**Aim of the task:**
Write the entries out again exactly as they stand, but without the pictures.

**Information given:**
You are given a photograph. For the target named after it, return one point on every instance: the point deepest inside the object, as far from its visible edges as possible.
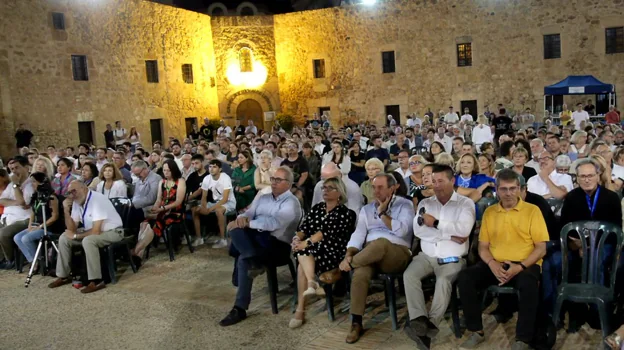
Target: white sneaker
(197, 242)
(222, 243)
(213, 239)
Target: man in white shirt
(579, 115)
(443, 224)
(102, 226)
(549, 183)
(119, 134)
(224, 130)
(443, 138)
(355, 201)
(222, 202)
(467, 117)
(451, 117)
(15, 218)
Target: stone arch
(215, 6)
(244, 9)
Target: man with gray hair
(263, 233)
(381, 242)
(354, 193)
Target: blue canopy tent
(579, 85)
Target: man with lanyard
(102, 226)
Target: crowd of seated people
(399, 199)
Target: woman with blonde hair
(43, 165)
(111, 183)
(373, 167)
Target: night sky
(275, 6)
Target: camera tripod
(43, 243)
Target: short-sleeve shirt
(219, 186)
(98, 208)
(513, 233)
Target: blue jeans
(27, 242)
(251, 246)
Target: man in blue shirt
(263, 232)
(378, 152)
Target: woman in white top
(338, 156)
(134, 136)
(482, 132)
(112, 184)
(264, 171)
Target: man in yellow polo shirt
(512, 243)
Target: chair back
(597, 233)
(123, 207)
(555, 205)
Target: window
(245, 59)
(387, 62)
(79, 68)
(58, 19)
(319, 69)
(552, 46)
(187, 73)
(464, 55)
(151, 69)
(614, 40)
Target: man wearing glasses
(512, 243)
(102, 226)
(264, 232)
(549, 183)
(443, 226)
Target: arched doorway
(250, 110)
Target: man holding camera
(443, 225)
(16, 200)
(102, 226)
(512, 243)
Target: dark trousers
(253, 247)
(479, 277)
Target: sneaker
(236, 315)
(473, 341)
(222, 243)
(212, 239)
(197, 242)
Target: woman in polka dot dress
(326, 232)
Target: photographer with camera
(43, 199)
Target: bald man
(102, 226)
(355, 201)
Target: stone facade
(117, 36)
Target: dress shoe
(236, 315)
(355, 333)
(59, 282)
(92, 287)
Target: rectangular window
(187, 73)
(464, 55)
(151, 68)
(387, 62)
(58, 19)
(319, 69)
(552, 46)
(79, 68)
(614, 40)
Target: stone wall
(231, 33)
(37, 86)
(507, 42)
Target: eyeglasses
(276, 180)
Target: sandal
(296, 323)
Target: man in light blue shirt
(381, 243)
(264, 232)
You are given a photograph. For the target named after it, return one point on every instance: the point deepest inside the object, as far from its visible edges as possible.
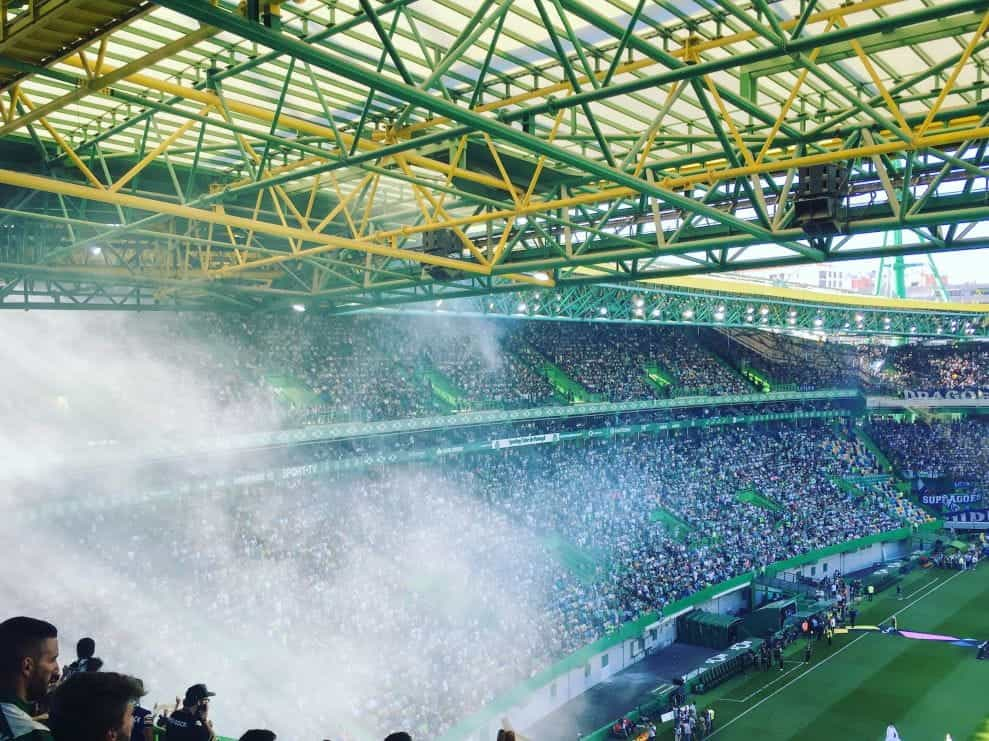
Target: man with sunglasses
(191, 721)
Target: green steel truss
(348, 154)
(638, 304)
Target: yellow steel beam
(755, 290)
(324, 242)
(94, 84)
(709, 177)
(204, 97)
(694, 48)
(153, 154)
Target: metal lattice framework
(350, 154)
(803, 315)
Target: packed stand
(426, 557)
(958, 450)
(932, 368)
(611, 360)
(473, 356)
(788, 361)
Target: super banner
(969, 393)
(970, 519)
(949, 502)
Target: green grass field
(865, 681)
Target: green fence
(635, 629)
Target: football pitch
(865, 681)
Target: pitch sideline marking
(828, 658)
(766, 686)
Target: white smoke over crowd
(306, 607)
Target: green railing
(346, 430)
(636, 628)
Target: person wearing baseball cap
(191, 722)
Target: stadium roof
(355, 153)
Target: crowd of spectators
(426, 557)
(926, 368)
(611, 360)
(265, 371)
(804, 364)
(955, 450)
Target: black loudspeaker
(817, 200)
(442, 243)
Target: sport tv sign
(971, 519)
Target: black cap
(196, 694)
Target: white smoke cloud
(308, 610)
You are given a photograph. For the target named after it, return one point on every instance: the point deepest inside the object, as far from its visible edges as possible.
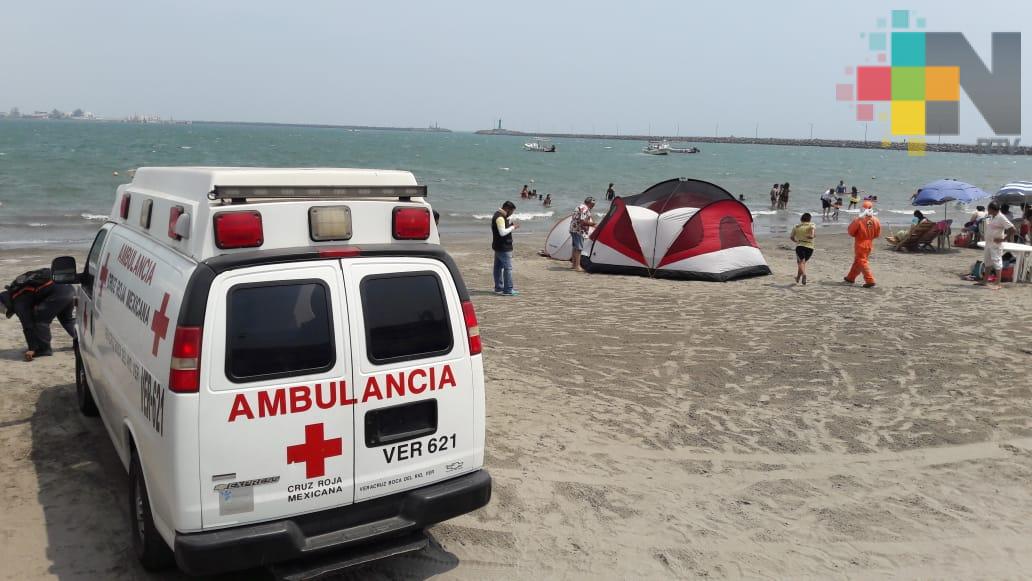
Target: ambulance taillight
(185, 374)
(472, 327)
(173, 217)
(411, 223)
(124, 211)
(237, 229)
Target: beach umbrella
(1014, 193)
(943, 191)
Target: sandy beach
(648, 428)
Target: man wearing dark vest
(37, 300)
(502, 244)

**Task answer:**
You are given a photograph. For the target named after it, return one point on every instance: the point deepest inside the object, as far from its visible edges as possible.
Target: white sneaker
(197, 242)
(222, 243)
(213, 239)
Target: man in white shirt
(579, 115)
(443, 224)
(102, 226)
(549, 183)
(119, 134)
(224, 130)
(443, 138)
(355, 201)
(222, 202)
(467, 117)
(451, 117)
(15, 218)
Target: stone arch
(215, 6)
(244, 9)
Target: man with gray hair
(263, 233)
(381, 242)
(354, 193)
Target: blue canopy tent
(579, 85)
Target: man with lanyard
(102, 226)
Target: crowd of seated people
(399, 199)
Target: woman with blonde hair
(43, 165)
(111, 183)
(373, 167)
Target: night sky
(275, 6)
Target: camera tripod
(43, 243)
Target: short-sleeve shirt
(219, 186)
(98, 208)
(513, 233)
Target: blue jeans
(27, 242)
(251, 246)
Target: man in blue shirt
(263, 232)
(378, 152)
Target: woman in white top
(338, 156)
(134, 136)
(482, 132)
(112, 184)
(264, 171)
Target: man in yellow polo shirt
(512, 243)
Target: chair back
(597, 233)
(123, 207)
(555, 205)
Target: window
(245, 59)
(387, 62)
(79, 68)
(58, 19)
(319, 69)
(552, 46)
(187, 73)
(464, 55)
(151, 69)
(614, 40)
Target: man wearing glasses
(512, 243)
(102, 226)
(264, 232)
(549, 183)
(443, 226)
Target: arched doorway
(250, 110)
Target: man holding camera
(443, 225)
(16, 200)
(102, 226)
(512, 243)
Target: dark trousers
(253, 247)
(479, 277)
Target: sneaker
(236, 315)
(473, 341)
(222, 243)
(212, 239)
(197, 242)
Target: woman in polka dot dress
(326, 232)
Target: photographer with camera
(43, 199)
Target: bald man
(102, 226)
(355, 201)
Target: stone facade
(117, 36)
Target: dress shoe
(236, 315)
(355, 333)
(59, 282)
(92, 287)
Target: rectangular window
(187, 73)
(464, 55)
(151, 68)
(387, 62)
(58, 19)
(319, 69)
(552, 46)
(79, 68)
(614, 40)
Target: stone wall
(231, 33)
(37, 86)
(507, 42)
Target: eyeglasses
(276, 180)
Target: sandal
(296, 323)
Target: man in light blue shirt
(381, 243)
(264, 232)
You are given a photograph. For the target named after it, return one point on every instance: the point deepest inside the object, as far from its visible edges as possible.
Target: man with sunglasses
(191, 721)
Target: green steel truss
(348, 154)
(638, 304)
Target: yellow steel beam
(755, 290)
(324, 242)
(94, 84)
(709, 177)
(204, 97)
(694, 48)
(153, 154)
Target: metal lattice framework
(350, 154)
(803, 315)
Target: packed stand
(426, 557)
(958, 450)
(932, 368)
(611, 360)
(473, 356)
(788, 361)
Target: super banner
(969, 393)
(970, 519)
(949, 502)
Target: green grass field
(865, 681)
Target: green fence
(635, 629)
Target: football pitch
(865, 681)
Target: pitch sideline marking
(828, 658)
(766, 686)
Target: white smoke over crowd
(306, 607)
Target: green railing
(346, 430)
(636, 628)
Target: person wearing baseball cap
(191, 722)
Target: stadium roof
(355, 153)
Target: crowd of spectators
(426, 557)
(926, 368)
(611, 360)
(265, 371)
(804, 364)
(955, 450)
Target: black loudspeaker
(817, 200)
(442, 243)
Target: sport tv sign
(971, 519)
Target: black cap
(196, 694)
Target: white smoke cloud
(308, 610)
You are given a photograph. For the target named after it, return one point on every instance: the point deepest inside the object, as far from its visible edges as possible.
Target: ambulance taillight
(185, 374)
(472, 327)
(173, 217)
(411, 223)
(124, 211)
(237, 229)
Target: beach umbrella
(1014, 193)
(943, 191)
Target: sandy beach
(648, 428)
Target: man wearing dark vest
(37, 300)
(502, 244)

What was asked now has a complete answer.